Extract exactly and only the lines of the data below, starting at the line with "Expected: a single pin indicated on each instance of the thumb" and stopping after the final line.

Supplied records:
>> BEGIN
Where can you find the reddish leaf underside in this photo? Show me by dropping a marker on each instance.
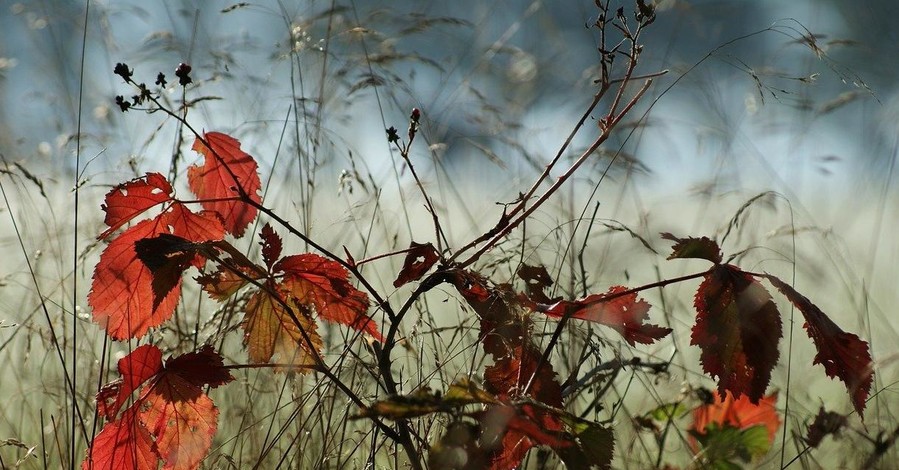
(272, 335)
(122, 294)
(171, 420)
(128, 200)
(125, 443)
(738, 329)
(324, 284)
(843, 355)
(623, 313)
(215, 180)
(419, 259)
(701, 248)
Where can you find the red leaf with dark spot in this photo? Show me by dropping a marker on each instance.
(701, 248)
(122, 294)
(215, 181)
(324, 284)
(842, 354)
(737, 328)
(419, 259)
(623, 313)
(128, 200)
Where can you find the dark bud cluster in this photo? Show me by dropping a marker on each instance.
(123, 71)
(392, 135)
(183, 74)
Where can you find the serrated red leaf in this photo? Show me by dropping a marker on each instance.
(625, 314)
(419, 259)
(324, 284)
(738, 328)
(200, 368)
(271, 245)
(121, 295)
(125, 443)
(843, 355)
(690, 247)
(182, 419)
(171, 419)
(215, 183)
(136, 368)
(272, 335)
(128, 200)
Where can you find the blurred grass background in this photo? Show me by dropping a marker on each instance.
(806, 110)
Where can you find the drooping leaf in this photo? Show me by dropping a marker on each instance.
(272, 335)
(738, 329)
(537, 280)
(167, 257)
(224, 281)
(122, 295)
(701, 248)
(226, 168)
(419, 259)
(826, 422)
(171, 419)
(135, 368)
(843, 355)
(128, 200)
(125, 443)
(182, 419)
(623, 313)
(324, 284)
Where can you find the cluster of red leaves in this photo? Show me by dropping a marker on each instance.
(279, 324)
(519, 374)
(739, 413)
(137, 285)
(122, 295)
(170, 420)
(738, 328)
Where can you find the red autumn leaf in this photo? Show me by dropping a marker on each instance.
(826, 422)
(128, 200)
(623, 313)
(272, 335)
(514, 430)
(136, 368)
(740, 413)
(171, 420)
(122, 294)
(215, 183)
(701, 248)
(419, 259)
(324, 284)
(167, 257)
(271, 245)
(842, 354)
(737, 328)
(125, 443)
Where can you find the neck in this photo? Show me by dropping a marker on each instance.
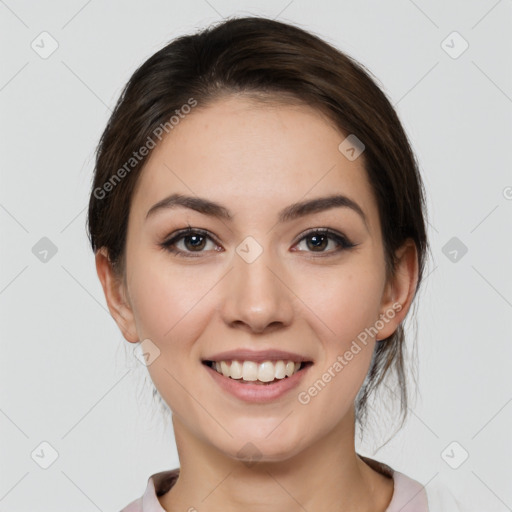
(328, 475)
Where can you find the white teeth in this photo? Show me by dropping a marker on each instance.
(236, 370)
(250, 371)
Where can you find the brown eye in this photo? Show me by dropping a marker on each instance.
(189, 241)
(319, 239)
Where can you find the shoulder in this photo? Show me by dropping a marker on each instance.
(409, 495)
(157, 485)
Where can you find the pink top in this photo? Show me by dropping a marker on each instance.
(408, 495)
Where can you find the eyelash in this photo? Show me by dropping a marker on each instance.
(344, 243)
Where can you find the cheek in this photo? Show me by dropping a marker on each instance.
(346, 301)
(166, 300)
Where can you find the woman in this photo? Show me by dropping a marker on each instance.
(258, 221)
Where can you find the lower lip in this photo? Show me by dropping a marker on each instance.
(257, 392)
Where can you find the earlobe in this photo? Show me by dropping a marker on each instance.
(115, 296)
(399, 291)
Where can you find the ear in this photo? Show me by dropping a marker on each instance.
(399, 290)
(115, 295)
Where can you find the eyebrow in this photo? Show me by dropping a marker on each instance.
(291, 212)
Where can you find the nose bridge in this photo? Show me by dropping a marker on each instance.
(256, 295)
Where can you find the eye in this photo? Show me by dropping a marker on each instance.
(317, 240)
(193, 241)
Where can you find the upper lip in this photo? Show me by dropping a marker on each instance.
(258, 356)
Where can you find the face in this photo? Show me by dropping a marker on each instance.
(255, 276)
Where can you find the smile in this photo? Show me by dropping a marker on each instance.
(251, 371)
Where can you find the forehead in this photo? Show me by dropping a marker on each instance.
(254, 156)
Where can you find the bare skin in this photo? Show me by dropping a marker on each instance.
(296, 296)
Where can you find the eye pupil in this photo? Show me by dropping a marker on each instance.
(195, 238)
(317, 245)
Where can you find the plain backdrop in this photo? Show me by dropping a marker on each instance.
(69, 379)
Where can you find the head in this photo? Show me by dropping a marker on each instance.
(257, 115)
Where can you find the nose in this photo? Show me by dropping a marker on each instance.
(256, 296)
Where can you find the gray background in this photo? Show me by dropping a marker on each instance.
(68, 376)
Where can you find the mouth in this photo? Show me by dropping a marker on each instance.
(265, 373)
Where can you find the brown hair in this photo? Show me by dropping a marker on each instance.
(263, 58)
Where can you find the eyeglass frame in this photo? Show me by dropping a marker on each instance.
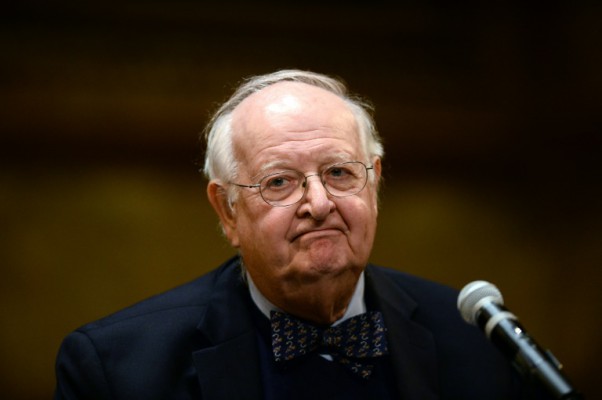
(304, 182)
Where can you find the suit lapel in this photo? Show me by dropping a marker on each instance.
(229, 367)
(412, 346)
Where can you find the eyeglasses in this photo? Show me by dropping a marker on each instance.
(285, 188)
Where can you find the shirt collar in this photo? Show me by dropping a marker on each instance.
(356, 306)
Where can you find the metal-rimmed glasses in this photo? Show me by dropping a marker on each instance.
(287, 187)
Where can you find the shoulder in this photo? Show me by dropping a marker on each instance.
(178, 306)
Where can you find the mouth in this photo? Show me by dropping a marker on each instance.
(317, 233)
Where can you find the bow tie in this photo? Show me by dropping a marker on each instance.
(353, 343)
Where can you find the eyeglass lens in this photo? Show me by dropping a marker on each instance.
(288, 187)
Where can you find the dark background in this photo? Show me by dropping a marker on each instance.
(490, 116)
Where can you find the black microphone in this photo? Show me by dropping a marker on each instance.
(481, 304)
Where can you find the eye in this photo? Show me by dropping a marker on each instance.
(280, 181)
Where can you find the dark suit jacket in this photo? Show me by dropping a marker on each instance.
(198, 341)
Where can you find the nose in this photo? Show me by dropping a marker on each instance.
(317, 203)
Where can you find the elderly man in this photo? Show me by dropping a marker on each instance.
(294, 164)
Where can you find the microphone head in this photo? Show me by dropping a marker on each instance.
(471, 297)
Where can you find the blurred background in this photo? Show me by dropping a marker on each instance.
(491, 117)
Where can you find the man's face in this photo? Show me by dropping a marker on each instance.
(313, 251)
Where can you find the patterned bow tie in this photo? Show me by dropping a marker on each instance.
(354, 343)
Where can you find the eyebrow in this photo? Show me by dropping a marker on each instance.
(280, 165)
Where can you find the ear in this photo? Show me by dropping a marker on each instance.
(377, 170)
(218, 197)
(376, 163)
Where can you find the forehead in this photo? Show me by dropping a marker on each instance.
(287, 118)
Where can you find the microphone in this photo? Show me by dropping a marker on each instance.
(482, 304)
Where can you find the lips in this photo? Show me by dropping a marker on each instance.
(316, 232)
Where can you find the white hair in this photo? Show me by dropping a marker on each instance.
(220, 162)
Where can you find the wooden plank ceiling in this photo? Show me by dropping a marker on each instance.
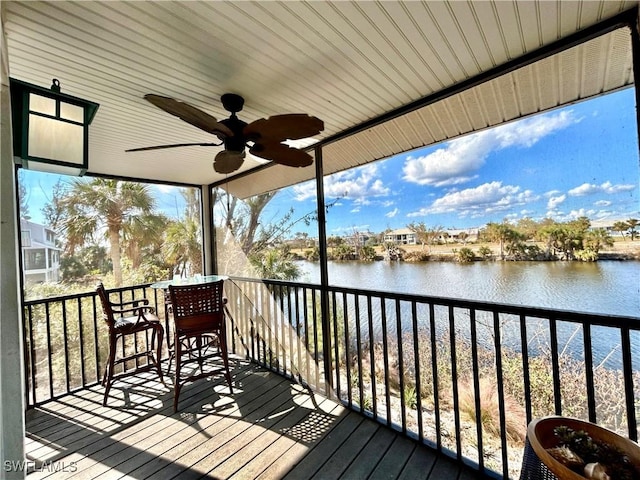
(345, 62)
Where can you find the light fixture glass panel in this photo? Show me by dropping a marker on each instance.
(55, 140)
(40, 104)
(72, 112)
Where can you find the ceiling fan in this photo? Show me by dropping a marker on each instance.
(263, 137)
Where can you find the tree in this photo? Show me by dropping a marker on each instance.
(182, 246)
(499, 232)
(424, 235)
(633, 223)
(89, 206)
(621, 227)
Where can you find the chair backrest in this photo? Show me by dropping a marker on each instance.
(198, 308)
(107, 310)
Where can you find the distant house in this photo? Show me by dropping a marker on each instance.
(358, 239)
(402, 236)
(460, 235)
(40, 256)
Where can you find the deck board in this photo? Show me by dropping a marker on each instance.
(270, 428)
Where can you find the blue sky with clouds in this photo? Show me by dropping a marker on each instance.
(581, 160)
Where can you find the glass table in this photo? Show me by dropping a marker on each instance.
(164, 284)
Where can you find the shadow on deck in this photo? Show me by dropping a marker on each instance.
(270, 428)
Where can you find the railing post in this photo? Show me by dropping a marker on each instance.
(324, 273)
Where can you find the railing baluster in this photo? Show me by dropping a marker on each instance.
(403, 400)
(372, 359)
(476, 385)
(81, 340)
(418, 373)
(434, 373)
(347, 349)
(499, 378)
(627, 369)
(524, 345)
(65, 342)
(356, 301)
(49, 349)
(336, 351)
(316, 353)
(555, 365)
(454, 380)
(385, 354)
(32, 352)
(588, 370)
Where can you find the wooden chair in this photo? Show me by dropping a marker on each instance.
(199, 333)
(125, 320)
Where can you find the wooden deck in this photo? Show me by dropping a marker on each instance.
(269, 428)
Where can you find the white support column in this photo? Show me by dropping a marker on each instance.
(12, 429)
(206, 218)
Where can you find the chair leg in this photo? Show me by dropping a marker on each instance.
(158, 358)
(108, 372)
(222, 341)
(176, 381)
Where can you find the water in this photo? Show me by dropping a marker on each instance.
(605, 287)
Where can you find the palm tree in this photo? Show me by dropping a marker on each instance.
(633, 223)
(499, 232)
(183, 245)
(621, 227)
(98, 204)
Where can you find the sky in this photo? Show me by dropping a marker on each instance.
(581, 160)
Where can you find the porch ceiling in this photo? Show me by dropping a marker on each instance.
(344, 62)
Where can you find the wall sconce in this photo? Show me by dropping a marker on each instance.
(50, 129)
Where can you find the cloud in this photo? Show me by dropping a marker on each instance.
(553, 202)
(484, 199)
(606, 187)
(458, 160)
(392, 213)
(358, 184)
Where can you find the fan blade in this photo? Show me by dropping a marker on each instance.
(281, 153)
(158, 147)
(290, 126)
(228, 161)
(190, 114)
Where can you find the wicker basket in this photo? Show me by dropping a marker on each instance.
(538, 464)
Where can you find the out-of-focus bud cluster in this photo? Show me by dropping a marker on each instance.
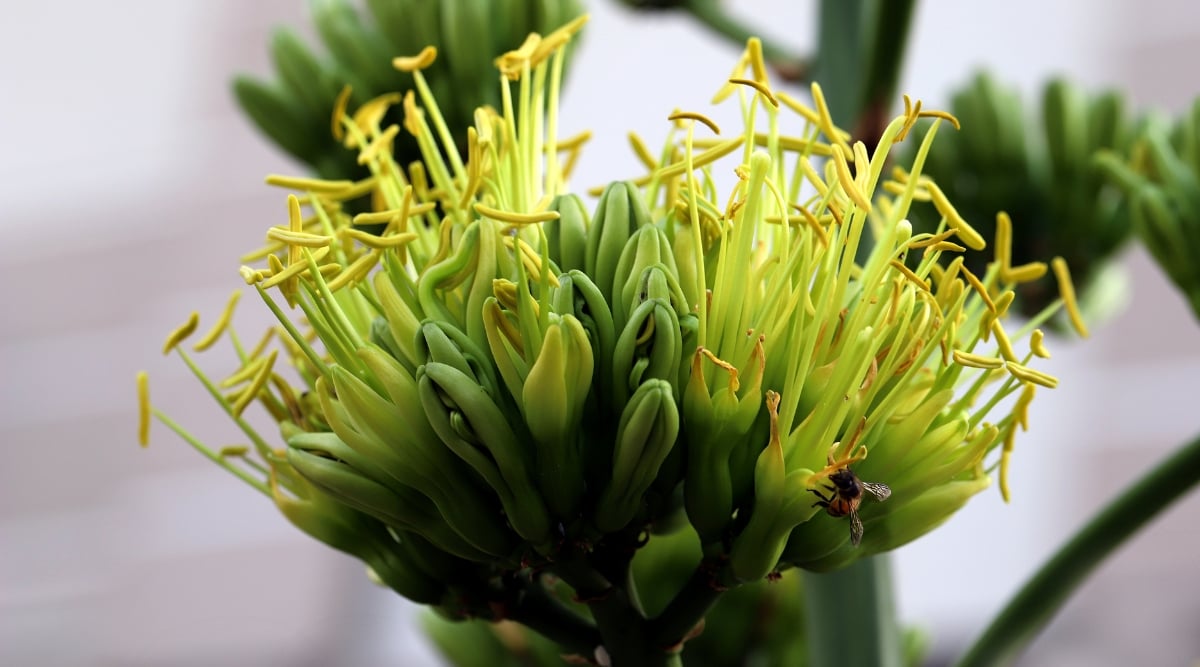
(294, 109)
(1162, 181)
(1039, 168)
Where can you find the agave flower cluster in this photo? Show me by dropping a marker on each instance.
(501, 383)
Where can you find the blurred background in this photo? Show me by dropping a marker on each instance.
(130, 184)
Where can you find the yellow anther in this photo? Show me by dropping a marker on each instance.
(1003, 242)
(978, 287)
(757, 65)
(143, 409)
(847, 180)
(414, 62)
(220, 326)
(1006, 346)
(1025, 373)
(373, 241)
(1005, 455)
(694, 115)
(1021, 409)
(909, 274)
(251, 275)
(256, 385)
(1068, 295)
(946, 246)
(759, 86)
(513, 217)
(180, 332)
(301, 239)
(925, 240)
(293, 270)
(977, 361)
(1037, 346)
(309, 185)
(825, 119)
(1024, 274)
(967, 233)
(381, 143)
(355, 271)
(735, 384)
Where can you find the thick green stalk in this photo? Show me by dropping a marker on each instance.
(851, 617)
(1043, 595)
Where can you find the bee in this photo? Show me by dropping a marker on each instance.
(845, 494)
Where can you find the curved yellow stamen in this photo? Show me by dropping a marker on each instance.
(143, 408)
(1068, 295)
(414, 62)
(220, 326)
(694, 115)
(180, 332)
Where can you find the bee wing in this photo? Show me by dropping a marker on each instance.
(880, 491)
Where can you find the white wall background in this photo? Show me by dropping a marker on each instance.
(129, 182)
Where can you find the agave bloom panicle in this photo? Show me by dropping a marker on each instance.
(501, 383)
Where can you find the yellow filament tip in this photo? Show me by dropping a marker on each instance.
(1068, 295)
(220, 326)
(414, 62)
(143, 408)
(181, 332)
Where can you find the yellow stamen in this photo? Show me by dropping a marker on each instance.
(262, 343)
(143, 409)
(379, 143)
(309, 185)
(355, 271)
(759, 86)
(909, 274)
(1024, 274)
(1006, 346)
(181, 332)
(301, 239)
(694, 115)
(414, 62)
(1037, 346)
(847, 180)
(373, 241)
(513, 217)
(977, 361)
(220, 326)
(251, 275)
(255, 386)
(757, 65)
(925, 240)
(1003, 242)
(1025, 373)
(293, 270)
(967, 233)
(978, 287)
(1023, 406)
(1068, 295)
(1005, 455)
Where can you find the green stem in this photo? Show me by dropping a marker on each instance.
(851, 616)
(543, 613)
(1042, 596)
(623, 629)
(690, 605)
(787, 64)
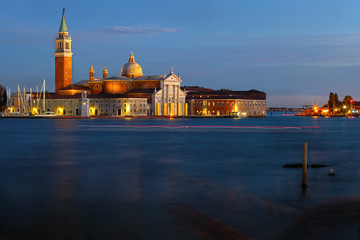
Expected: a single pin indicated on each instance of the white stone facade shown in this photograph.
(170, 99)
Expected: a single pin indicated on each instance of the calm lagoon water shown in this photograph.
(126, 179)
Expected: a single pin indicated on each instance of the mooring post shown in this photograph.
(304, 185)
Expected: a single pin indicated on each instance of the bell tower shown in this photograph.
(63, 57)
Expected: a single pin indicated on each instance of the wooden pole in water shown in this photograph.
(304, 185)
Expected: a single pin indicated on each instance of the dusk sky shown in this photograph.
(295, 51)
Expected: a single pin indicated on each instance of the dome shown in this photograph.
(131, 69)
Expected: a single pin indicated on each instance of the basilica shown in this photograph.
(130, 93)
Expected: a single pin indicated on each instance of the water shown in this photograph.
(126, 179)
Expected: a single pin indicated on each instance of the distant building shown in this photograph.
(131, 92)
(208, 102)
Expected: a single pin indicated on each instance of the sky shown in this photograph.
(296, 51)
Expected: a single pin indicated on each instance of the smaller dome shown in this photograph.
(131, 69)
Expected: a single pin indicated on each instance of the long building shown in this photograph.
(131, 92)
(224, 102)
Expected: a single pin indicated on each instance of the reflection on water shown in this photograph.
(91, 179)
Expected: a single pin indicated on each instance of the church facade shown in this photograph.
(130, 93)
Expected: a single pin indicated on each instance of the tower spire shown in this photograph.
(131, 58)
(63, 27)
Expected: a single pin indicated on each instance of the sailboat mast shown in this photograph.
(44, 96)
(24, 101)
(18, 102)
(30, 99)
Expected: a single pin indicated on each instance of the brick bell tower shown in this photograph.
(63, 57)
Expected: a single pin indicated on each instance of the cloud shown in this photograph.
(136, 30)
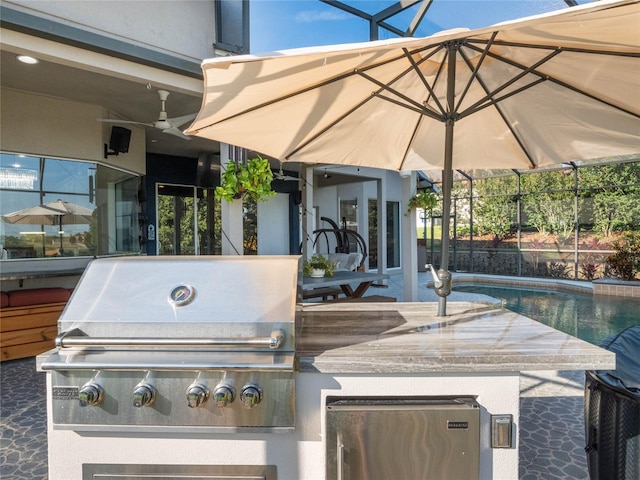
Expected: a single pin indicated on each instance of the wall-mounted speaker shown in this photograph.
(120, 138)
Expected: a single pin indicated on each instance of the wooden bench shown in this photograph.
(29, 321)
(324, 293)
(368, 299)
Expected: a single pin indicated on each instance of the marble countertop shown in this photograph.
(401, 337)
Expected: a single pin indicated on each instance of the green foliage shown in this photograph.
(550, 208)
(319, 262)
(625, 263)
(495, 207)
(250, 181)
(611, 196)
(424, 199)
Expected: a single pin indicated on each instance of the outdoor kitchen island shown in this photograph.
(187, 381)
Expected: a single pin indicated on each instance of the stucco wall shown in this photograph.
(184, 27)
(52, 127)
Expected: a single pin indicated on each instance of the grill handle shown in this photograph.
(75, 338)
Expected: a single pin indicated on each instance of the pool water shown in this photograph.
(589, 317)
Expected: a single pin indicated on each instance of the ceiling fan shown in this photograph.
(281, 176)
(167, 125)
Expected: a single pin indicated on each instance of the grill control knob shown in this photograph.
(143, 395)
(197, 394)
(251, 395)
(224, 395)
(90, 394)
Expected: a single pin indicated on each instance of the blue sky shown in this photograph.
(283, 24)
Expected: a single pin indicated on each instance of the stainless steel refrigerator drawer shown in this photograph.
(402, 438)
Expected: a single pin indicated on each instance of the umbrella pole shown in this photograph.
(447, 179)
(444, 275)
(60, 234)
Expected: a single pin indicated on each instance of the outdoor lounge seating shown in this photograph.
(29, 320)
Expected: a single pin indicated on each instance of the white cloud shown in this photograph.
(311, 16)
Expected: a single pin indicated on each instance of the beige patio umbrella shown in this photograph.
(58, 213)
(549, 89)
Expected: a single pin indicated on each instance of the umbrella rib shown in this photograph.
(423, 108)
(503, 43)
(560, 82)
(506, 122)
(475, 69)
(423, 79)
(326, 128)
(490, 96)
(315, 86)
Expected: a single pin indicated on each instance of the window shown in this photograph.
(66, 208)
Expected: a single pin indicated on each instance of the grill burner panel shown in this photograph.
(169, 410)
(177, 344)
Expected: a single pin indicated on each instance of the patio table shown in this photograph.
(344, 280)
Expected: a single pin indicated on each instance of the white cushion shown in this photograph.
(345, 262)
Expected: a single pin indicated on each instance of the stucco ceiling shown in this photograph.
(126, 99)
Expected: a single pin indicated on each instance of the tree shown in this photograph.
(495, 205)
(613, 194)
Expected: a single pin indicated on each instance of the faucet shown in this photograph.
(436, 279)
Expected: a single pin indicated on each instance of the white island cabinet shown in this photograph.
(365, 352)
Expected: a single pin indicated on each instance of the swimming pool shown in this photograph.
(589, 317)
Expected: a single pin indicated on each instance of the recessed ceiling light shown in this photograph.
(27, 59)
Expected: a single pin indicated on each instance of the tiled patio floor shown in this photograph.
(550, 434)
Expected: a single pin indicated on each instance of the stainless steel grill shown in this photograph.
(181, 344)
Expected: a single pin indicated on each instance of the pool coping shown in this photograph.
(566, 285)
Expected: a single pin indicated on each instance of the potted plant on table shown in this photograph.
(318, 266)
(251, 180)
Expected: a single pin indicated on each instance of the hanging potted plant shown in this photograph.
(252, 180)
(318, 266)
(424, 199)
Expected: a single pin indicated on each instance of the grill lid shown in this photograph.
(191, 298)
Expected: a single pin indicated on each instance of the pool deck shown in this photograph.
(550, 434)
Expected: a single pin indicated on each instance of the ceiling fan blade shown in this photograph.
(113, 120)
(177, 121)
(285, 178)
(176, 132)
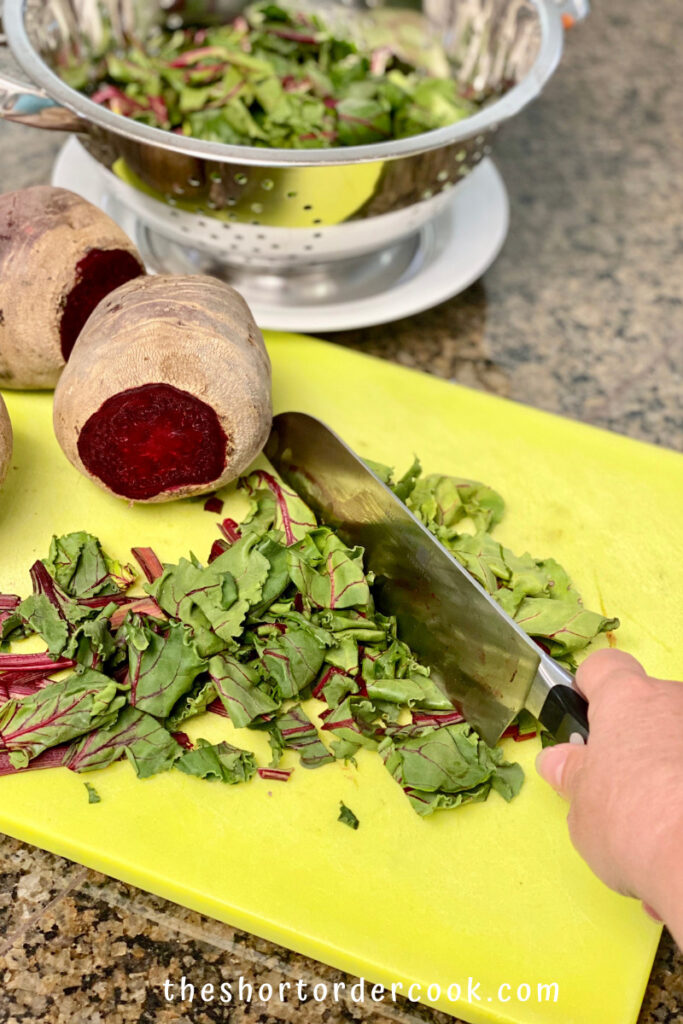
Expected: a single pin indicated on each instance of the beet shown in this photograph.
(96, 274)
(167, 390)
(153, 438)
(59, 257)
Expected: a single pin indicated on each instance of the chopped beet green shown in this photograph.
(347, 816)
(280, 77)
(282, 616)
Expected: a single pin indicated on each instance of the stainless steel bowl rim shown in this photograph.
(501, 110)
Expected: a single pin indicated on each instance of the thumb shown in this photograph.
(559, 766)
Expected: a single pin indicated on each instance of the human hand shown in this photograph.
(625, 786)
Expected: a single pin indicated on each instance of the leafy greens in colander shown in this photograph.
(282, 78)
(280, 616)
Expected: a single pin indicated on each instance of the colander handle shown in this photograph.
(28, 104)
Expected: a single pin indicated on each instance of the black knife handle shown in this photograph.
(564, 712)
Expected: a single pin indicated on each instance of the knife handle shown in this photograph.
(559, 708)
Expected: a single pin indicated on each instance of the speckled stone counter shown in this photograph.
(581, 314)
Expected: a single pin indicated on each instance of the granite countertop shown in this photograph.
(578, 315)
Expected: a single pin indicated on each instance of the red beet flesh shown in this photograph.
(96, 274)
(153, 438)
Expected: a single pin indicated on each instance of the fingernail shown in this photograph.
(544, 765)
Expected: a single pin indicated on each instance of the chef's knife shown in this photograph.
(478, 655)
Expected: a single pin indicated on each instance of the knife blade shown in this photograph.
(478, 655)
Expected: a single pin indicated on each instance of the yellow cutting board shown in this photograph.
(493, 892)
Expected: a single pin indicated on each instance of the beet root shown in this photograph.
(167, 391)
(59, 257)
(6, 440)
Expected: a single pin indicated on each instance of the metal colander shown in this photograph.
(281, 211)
>> END
Solution to this problem:
Expected: a single pin indicated on each instance of the thumb shown in this photograph.
(559, 766)
Expected: a single pin indicated on each instance of the human hand shown in this photograph.
(625, 786)
Expected: a single pin indicated on each instance of the leafy greens in colander shown in this photograph.
(282, 78)
(280, 616)
Expected: a single pin indicated on each instance of the colander handle shown in this photograph.
(28, 104)
Expected: a single pin indicated on each instance of the black knife handle shown in this photograph.
(564, 712)
Expected: a single pin indicated on each instance of the knife handle shown in this photograph.
(559, 708)
Expected: a single pin indicated on each instance of the speckled stone counter shown in this photograph.
(581, 314)
Expected: a single pin indicated on each instance of the granite countertop shown in this photograph.
(578, 315)
Expected: a single pin indicated on each instance of the red beet flesh shown in this photograph.
(96, 274)
(153, 438)
Expected: a single pin indicated on each instance of the fingernail shown in this photograph.
(544, 765)
Expected: a single pin indicated on each instance of the chef's knife shown in this photograph.
(478, 655)
Expected: a single pin indicated on each instance of the knife blade shown in this photograph.
(478, 655)
Expected: a single pin indicated on each instance of the yellow cutting board shown in this photograph.
(493, 892)
Expected: a single pin indicated on each instance of the beet root shown in this photograph.
(167, 391)
(59, 257)
(6, 440)
Expected: a single pin indicated on each instance of the metal colander shown in this photograph.
(281, 211)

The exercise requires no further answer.